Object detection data
--- Start ---

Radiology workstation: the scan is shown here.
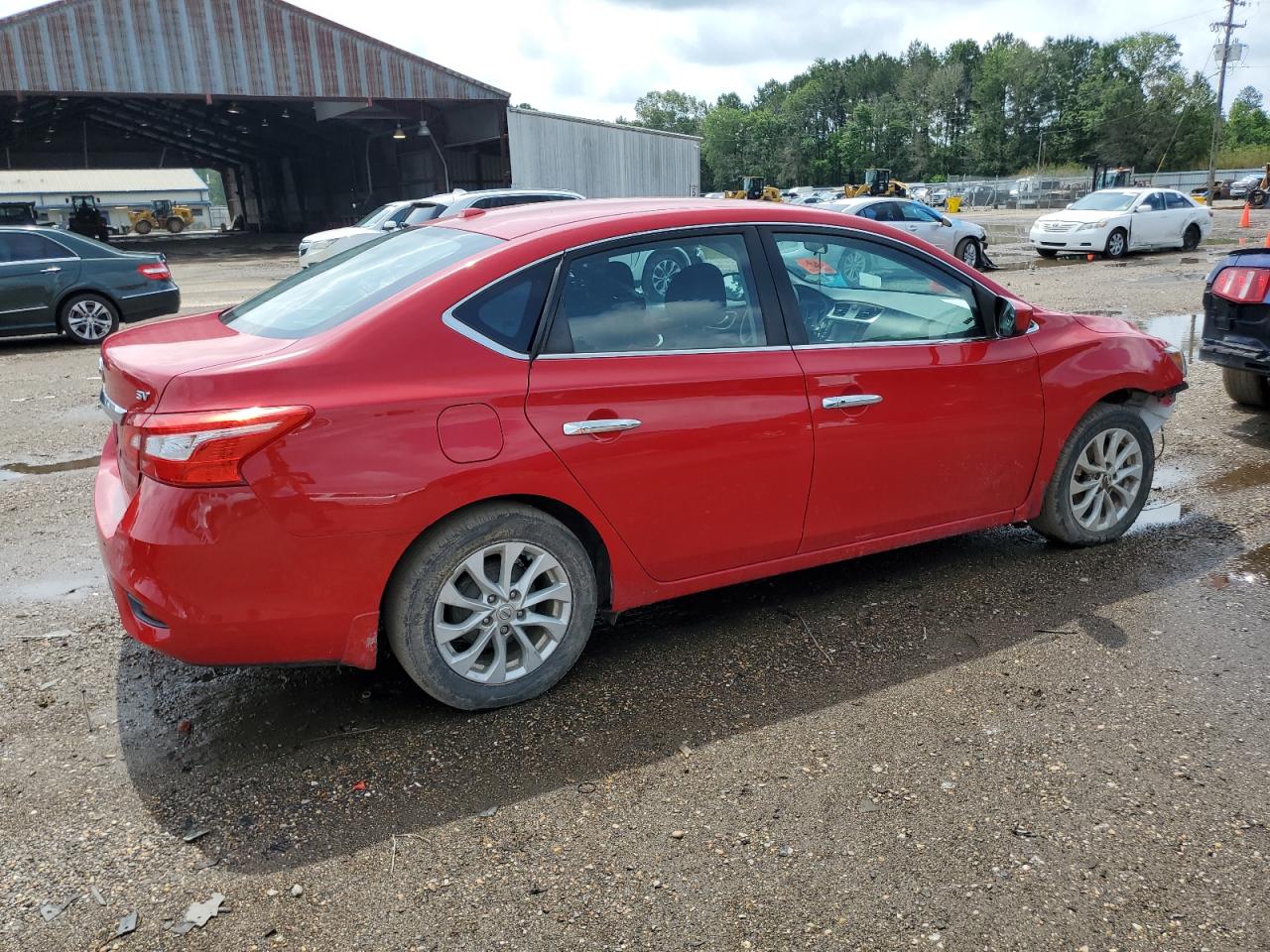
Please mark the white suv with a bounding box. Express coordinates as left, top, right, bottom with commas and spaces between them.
300, 187, 581, 268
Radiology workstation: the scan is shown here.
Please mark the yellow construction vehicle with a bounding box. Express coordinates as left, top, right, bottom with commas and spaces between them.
722, 176, 781, 202
842, 169, 908, 198
128, 199, 194, 235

--- End ---

Filter the listing above down to the lines that contain the string "right", and copy each of those lines in full. Case matters.

*Written solution:*
Please mark the white suv with a bounding box. Express coordinates as left, top, right, bottom with commas and spaces between them.
Please mark the yellow construction vehicle with a bounding box. Express coordinates as left, top, right, bottom with commas and spaces between them.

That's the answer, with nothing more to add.